**Exercise brief:** Give the stretch of rows below, from the line containing "For every instance of the thin" through the end of the rows, as a Markdown table with the columns No. and Line, one numbered table row per line. Leave out blank lines.

**Supplied data:**
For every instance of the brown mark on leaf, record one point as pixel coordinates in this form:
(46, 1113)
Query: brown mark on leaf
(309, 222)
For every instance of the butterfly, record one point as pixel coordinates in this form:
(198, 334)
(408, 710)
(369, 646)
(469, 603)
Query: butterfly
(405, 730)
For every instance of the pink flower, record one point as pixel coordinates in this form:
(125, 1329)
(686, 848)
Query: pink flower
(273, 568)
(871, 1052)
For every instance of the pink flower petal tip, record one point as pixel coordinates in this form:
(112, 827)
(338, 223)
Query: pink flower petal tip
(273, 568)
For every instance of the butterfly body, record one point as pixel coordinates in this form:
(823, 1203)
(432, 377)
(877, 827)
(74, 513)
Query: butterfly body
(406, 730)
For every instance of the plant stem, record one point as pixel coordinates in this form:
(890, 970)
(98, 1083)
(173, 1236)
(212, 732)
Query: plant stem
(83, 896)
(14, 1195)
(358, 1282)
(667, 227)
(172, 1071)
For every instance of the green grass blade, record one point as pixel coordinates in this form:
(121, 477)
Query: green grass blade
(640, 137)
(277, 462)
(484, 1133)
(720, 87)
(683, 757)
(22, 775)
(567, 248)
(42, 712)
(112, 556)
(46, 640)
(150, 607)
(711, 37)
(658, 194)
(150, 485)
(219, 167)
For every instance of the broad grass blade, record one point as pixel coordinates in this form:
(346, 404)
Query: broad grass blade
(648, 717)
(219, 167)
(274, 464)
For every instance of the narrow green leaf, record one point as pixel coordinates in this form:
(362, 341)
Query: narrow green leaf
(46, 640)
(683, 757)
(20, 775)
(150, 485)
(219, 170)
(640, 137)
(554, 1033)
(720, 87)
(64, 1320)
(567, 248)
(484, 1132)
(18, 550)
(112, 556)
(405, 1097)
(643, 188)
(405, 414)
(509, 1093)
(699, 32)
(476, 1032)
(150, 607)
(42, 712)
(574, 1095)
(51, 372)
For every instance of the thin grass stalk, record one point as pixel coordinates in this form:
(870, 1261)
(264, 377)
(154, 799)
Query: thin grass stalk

**Full answer:**
| No. | Line |
|---|---|
| 1 | For every instance of the thin grass stalk, record one point as pixel coordinates in this form: |
| 2 | (870, 1261) |
| 3 | (264, 377) |
| 4 | (154, 799) |
| 5 | Query: thin grass stalk |